__Selected excerpt__.
_ _ _ _ _ _ _
Single by Brian McFadden

from the album Irish Son
- B-side: "Hole in the Sky"; "Auf Wiedersehen Bitch";
- Released: 23 May 2005
- Length: 3:53
- Label: Sony Music
- Songwriter(s): Guy Chambers, Brian McFadden
- Producer(s): Guy Chambers, Mark Taylor, Paul Barry

Brian McFadden singles chronology
| "Almost Here" (2004) | "Demons" (2005) | "Everybody's Someone" (2006) |

= Demons (Brian McFadden song) =

2005 single by Brian McFadden

"Demons" was the fourth single taken from Irish singer Brian McFadden's debut solo album, Irish Son (2004). The song failed to match the success of his previous solo releases, and was unable to reach the top ten on the UK Singles Chart. The song peaked at number 24 on the Irish Singles Chart and number 28 on the UK Singles Chart, becoming McFadden's worst performing single. This resulted in his record deal being cut and McFadden parting with his record label. The music video for the song was directed by Howard Greenhalgh.
_ _ _ _ _ _ _
__Data section__.
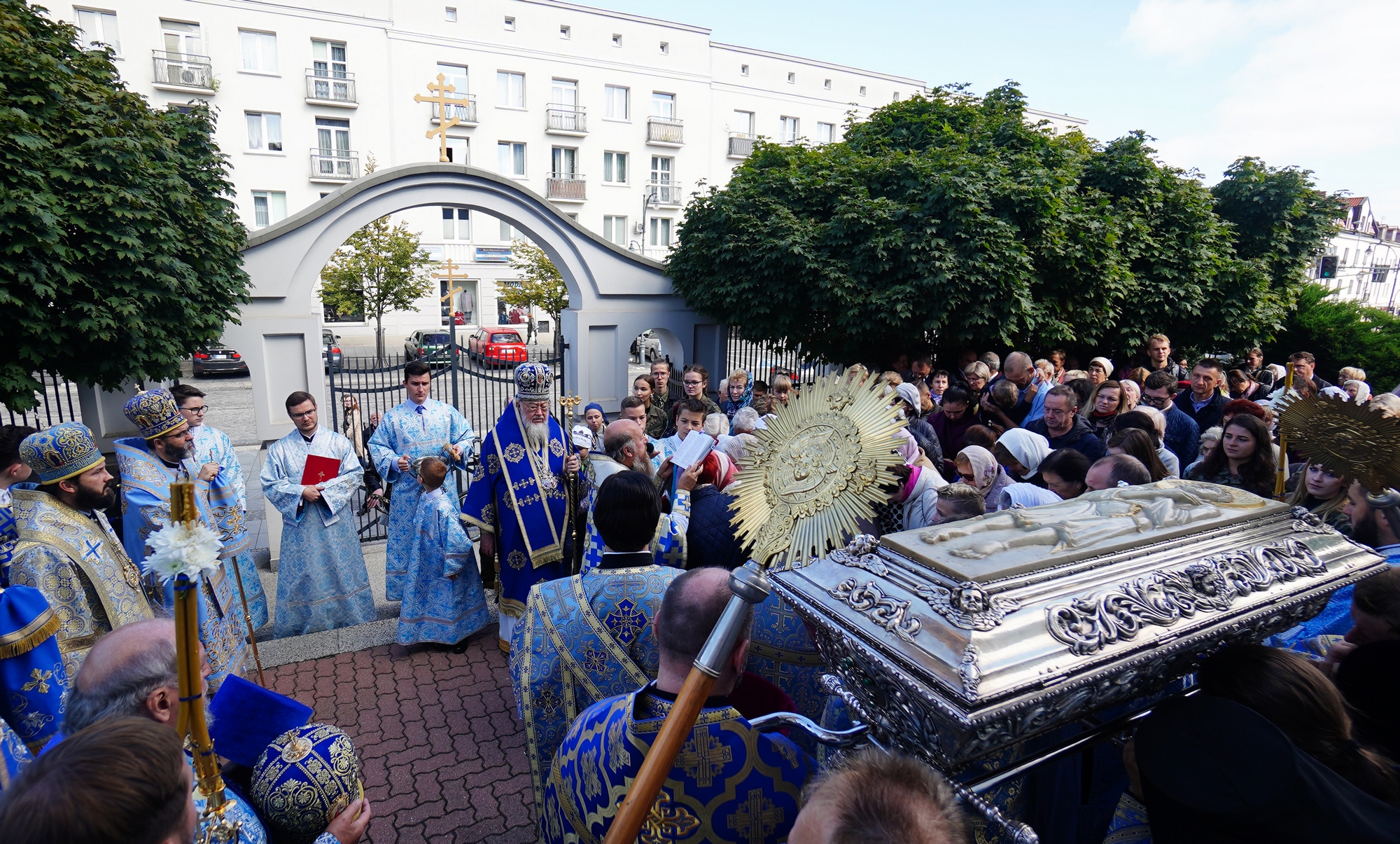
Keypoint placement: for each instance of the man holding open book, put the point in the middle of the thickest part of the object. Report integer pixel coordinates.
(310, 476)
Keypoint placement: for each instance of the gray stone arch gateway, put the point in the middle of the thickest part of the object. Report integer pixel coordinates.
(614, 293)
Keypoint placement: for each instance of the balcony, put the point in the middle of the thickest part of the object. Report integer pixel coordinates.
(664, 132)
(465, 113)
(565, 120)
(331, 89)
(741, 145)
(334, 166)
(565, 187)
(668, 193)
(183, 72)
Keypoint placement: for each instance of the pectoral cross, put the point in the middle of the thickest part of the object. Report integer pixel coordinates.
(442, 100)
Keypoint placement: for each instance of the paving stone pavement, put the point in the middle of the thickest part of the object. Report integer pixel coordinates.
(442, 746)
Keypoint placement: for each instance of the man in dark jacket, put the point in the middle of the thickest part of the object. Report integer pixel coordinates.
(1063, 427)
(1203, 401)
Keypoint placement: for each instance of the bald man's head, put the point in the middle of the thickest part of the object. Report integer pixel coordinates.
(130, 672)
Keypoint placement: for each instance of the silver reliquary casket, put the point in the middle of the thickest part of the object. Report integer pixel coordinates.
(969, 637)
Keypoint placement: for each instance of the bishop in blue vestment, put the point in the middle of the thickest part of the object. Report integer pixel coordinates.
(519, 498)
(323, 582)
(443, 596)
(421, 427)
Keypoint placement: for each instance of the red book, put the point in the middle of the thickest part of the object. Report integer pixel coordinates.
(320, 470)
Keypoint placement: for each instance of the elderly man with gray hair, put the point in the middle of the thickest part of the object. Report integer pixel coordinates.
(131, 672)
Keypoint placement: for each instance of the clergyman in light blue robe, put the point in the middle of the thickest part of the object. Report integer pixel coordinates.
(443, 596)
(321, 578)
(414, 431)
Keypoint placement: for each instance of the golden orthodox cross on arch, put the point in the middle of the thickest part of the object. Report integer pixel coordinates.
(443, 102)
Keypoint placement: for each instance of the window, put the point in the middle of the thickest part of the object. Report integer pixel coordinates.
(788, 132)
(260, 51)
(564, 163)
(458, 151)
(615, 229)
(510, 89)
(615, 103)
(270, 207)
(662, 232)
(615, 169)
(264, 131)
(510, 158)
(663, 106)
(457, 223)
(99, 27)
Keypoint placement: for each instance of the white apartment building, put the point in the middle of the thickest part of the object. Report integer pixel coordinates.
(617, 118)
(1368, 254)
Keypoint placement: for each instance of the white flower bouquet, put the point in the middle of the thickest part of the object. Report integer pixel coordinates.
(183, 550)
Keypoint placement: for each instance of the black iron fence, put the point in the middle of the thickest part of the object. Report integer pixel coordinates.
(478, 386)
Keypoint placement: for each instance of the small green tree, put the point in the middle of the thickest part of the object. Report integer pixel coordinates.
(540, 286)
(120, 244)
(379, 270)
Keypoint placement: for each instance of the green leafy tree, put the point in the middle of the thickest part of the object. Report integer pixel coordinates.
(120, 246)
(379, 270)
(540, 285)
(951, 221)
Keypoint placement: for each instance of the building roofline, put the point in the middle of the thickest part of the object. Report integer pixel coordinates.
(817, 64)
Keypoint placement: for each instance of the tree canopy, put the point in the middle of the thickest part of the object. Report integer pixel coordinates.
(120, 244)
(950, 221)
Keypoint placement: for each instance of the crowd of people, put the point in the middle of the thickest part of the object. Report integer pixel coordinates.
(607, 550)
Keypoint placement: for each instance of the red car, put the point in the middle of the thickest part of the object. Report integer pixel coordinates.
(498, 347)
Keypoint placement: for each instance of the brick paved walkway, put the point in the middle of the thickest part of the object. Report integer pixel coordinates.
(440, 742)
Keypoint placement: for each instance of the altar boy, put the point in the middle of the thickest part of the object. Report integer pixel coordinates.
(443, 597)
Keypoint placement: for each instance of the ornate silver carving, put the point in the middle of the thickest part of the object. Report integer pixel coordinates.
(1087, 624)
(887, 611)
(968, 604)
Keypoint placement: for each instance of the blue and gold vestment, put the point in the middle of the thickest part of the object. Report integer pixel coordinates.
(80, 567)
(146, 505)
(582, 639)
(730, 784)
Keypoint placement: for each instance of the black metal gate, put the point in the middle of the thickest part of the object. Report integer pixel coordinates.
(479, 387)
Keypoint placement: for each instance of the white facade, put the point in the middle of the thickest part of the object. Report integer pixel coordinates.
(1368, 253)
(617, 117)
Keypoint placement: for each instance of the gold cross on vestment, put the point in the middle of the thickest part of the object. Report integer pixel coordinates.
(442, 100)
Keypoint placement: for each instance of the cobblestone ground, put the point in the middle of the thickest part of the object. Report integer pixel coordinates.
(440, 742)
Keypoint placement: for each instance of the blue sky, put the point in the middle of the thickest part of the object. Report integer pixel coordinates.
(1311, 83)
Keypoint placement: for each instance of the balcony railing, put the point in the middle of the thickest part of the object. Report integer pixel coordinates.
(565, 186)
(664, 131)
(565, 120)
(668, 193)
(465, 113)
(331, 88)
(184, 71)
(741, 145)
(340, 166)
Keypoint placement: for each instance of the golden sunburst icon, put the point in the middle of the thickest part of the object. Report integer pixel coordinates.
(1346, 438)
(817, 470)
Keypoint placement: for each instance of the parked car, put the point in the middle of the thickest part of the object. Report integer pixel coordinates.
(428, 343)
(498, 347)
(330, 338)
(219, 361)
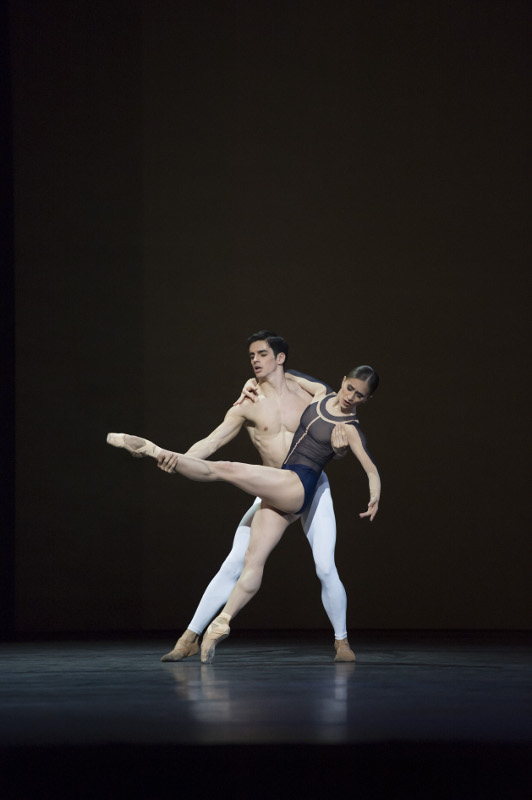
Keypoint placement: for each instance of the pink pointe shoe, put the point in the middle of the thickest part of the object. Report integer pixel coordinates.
_ _ _ _ _ _ _
__Exercise instructions__.
Please edit the song page from "Brian McFadden singles" to "by Howard Greenhalgh.", swapping "debut" for "first". Draw only on the song page.

__Solution__.
Brian McFadden singles chronology
| "Almost Here" (2004) | "Demons" (2005) | "Everybody's Someone" (2006) |

= Demons (Brian McFadden song) =

2005 single by Brian McFadden

"Demons" was the fourth single taken from Irish singer Brian McFadden's first solo album, Irish Son (2004). The song failed to match the success of his previous solo releases, and was unable to reach the top ten on the UK Singles Chart. The song peaked at number 24 on the Irish Singles Chart and number 28 on the UK Singles Chart, becoming McFadden's worst performing single. This resulted in his record deal being cut and McFadden parting with his record label. The music video for the song was directed by Howard Greenhalgh.